#### PROVIDED TEXT
= = = = =

A new member of the flavodoxin superfamily from Fusobacterium nucleatum that functions in heme trafficking and reduction of anaerobilin Original paper

What was studied?

This study investigates the role of two proteins, HmuF and FldH, from Fusobacterium nucleatum in the anaerobic catabolism of heme. The research specifically focuses on their function in heme trafficking and reduction of anaerobilin, a product of heme degradation. The study delves into the biochemical properties of these proteins, their structural characteristics, and their roles in the bacterium’s iron acquisition strategy in anaerobic environments, particularly within the human body.

Who was studied?

The study utilized recombinant forms of HmuF and FldH expressed in Escherichia coli to examine their interaction with heme and FMN (flavin mononucleotide). The proteins were purified and analyzed for their binding properties and their enzymatic activities. Additionally, the research involved spectroscopic techniques, including UV-visible absorbance and mass spectrometry, to track the reduction of anaerobilin and heme. The role of these proteins in heme trafficking was further evaluated using biochemical assays and crystallographic techniques.

What were the most important findings?

The study discovered that both HmuF and FldH bind tightly to both heme and FMN, with HmuF playing a key role in trafficking heme to HmuW for further degradation. The crystal structure of Fe3+-heme-bound FldH revealed a helical cap domain that facilitates heme binding in proximity to the FMN cofactor, positioning it for subsequent reduction. This heme-loaded protein also functions as an anaerobilin reductase, catalyzing multiple reductions of anaerobilin, a toxic byproduct of heme degradation. Notably, the research demonstrated that the FMN cofactor in HmuF does not stabilize a semiquinone form as seen in typical flavodoxins, but instead participates in hydride transfer reactions, crucial for the reduction of the linearized tetrapyrrole. The study’s findings also suggest that HmuF and FldH work together to reduce the toxicity of anaerobilin by eliminating its electrophilic methylene group, providing the bacterium with a protective mechanism to handle heme degradation products in anaerobic conditions.

= = = = =

#### MATERIAL SUPPLIED
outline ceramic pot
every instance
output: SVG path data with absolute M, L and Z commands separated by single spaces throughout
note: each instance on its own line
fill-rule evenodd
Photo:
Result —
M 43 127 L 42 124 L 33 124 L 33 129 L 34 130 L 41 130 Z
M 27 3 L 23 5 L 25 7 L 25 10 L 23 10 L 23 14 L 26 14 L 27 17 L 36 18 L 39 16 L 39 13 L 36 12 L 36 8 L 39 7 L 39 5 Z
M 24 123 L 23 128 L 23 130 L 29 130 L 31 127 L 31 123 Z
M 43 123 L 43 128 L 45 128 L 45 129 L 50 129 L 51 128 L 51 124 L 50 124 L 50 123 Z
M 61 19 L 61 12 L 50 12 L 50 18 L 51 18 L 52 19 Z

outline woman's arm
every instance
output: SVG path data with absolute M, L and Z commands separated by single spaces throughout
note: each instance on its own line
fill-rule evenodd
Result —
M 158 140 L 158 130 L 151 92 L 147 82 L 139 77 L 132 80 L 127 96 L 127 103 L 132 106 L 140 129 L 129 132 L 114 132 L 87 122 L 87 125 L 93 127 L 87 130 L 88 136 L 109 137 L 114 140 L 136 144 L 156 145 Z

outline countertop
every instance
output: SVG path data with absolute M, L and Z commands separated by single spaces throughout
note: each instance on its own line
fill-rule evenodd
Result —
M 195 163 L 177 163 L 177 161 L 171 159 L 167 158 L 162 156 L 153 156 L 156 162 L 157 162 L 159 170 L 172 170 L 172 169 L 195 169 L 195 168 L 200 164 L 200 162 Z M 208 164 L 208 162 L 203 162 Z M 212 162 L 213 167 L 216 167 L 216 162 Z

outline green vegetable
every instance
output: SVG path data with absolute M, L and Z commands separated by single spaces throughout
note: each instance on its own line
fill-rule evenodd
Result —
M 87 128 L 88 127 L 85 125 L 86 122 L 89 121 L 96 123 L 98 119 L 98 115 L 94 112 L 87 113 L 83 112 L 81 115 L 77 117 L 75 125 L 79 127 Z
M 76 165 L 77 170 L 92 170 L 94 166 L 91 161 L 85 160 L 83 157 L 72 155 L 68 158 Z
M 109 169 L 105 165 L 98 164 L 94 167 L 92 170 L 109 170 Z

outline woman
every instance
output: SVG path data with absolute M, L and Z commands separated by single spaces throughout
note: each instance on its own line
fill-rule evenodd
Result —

= = = = =

#### EXERCISE
Replace "Fusobacterium nucleatum" with "F. nucleatum" in the study summary, then give the passage starting at "What was studied?" and ending at "Who was studied?" with that change made.

#### TASK OUTPUT
What was studied?

This study investigates the role of two proteins, HmuF and FldH, from F. nucleatum in the anaerobic catabolism of heme. The research specifically focuses on their function in heme trafficking and reduction of anaerobilin, a product of heme degradation. The study delves into the biochemical properties of these proteins, their structural characteristics, and their roles in the bacterium’s iron acquisition strategy in anaerobic environments, particularly within the human body.

Who was studied?